Document segment >>

========================================

The news reaching us from the Kaunas Seminary is not good. The KGB continues diligently recruiting seminarians as agents. Ap­plicants to the Seminary are unabashedly told by Security agents: "If you do not work for us, you will not be admitted to the Seminary." Seminarians are compelled to give written pledges always to provide the information required by the security police.

Through the efforts of the KGB and the Religious Affairs Com­mission, a sizeable group of completely unsuitable applicants who terrorize good seminarians was admitted to ttte Seminary.

Seminary officials are afraid to expel such seminarians, lest they suffer the consequences. Most distressing is that some such seminarians have even been ordained, although the bishops who ordained them knew that church law itself forbids the ordination of some of them.

Seminary authorities should be thanked for expelling from the seminary, just before Christmas 1977, fourth-year seminarian R. Jakutis, who was drunk and disorderly during vacation and whom se­minarians considered to be a KGB agent. It is impossible to under­stand the Vilnius Archdiocesan Administrator C.(eslovas) Krivaitis and others who defended this seminarian at a meeting held at the seminary. The passive position of certain instructors and Ordinaries at the meeting attest to what degree they cater to the demands of the KGB.

One seminary instructor blurted out that "we cannot afford the luxury of expelling seminarians." It is true that today every priest who begins his ministry is precious, but it is totally clear that seminarians who are immoral or work for the KGB will not serve the good of the Church.

========================================

Raw data >>
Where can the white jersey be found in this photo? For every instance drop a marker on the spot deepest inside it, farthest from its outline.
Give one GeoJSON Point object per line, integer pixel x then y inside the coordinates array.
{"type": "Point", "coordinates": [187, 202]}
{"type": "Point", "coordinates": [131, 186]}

========================================

Aim >>
Please reproduce the passage on the Kaunas Seminary from "One seminary instructor" up to and including "of the Church.". The listing stands apart from the passage on the Kaunas Seminary.

Solved problem >>
One seminary instructor blurted out that "we cannot afford the luxury of expelling seminarians." It is true that today every priest who begins his ministry is precious, but it is totally clear that seminarians who are immoral or work for the KGB will not serve the good of the Church.